Written exercise: Only those lines running from the line that contains "Return the outline of every instance of the <item>overcast" through the end of the material are to be written out, each exactly as shown.

Data lines:
——————————

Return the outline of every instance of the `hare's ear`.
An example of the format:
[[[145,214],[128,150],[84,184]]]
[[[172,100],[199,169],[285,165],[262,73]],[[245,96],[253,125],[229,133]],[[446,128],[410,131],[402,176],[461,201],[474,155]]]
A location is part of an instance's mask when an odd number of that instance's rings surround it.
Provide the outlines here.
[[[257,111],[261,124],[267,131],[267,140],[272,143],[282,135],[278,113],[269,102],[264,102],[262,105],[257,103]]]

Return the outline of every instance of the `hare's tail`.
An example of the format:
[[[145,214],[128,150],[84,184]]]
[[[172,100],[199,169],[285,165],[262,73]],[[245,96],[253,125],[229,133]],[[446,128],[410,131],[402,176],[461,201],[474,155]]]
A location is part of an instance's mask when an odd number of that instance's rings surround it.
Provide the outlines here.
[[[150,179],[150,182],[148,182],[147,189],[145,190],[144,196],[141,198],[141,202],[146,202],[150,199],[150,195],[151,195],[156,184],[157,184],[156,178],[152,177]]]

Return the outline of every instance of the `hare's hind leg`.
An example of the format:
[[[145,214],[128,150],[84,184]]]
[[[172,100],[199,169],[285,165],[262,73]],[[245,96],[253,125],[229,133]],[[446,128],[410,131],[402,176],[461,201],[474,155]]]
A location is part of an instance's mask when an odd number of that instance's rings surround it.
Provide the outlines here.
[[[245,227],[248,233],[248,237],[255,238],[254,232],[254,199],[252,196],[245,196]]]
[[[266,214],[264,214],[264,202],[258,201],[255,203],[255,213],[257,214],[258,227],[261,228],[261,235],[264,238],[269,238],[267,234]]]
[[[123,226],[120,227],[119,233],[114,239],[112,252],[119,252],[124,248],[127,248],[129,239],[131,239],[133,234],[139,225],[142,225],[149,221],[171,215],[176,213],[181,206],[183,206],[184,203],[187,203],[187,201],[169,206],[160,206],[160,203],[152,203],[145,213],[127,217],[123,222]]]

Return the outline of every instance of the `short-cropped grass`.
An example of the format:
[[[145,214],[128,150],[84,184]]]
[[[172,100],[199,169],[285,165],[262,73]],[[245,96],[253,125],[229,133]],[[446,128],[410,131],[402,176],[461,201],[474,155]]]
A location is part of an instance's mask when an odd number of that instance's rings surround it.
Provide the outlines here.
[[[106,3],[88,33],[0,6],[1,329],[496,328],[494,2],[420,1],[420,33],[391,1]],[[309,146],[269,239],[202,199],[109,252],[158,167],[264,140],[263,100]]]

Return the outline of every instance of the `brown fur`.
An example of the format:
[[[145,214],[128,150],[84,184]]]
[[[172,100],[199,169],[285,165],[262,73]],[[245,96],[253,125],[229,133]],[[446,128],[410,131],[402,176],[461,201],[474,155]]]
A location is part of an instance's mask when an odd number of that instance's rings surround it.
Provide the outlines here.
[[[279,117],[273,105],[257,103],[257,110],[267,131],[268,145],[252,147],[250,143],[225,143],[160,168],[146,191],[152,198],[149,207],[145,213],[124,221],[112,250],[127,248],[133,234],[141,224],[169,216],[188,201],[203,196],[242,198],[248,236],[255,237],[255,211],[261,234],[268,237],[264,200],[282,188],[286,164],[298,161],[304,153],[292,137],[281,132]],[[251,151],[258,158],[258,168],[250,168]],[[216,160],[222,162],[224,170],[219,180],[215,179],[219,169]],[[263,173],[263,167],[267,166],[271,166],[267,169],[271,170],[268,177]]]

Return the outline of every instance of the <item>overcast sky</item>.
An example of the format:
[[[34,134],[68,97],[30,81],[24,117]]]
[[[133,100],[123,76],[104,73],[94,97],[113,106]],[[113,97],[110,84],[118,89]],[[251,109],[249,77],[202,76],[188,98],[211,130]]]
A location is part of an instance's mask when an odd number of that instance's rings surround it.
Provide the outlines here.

——————————

Output below:
Return the outline of every instance of the <item>overcast sky</item>.
An example of the format:
[[[34,134],[68,97],[30,81],[24,117]]]
[[[133,100],[123,76],[104,73],[94,97],[113,106]],[[113,97],[110,84],[118,89]],[[251,109],[249,77],[202,76],[188,98],[211,130]]]
A location is part of an instance's mask when an odd number of that instance's rings surround it.
Provide the outlines here.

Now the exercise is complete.